Requirements:
[1] Write out the blog post below from "My favorite way" up to and including "January BAND wrap-up)".
[2] In the blog post below, what does the name BAND stand for?

Source passage:
------

January and one’s birthday are two great times for setting goals, resolving to do things (or not do things), and making plans for the future. Since we all have different birthdays, it’s January that gets all the shared attention, the time of year when all that hopeful energy is channeled into communities around interests like reading 100 books in a year or training for a marathon or taking a photo every day.
My favorite way to start those sorts of projects is with a book. Well, okay, a stack of books. So for the January gathering of the BAND, the Bloggers’ Alliance of Nonfiction Devotees (advocates for nonfiction as a non-chore), my question is:
What book or books have you used or are you using to support a goal, resolution, or project?
Everyone is welcome to join us by writing an answer on your blog or in the comments of this post. If you write on your own blog, be sure to leave a link in the comments. I’ll compile a summary post at the end of month, giving us all lots of suggestions for books to support future projects. (ETA: Here’s the wrap-up post, Books for Resolutions, Goals, and Projects — January BAND wrap-up)
My Weekend Cooking post was about healthy lifestyle books (Books to Support a Healthy Lifestyle), so I’m choosing a different topic for today.
When I was applying for graduate school for library science early in 2003, it had been many years since I had been in school. I had heard rumblings about interesting things like multiple intelligences and learning styles, but they were all new since I’d been a student.

------

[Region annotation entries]

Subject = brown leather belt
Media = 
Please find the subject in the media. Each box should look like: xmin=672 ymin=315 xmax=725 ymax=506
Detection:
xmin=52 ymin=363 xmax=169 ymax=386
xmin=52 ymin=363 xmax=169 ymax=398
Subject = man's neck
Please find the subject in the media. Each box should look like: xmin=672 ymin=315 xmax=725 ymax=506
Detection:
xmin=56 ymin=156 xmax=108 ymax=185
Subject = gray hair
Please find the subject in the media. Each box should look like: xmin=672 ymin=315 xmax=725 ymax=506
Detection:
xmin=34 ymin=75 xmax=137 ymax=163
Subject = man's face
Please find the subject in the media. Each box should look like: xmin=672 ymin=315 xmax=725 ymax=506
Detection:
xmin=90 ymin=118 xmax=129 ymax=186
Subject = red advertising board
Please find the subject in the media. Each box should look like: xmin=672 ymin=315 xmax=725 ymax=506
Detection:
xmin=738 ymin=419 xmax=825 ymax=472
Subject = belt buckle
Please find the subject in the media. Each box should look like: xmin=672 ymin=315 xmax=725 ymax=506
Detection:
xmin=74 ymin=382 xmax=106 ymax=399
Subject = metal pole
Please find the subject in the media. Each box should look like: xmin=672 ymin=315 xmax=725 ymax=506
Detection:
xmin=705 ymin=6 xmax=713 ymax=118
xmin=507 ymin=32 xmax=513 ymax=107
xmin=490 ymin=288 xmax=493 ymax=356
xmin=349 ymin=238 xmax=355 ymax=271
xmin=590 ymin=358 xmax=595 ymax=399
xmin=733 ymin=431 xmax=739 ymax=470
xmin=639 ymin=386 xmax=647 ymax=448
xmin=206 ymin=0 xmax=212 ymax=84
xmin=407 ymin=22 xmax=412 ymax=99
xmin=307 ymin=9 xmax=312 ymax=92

------

In response:
[1]
My favorite way to start those sorts of projects is with a book. Well, okay, a stack of books. So for the January gathering of the BAND, the Bloggers’ Alliance of Nonfiction Devotees (advocates for nonfiction as a non-chore), my question is:
What book or books have you used or are you using to support a goal, resolution, or project?
Everyone is welcome to join us by writing an answer on your blog or in the comments of this post. If you write on your own blog, be sure to leave a link in the comments. I’ll compile a summary post at the end of month, giving us all lots of suggestions for books to support future projects. (ETA: Here’s the wrap-up post, Books for Resolutions, Goals, and Projects — January BAND wrap-up)

[2] Bloggers’ Alliance of Nonfiction Devotees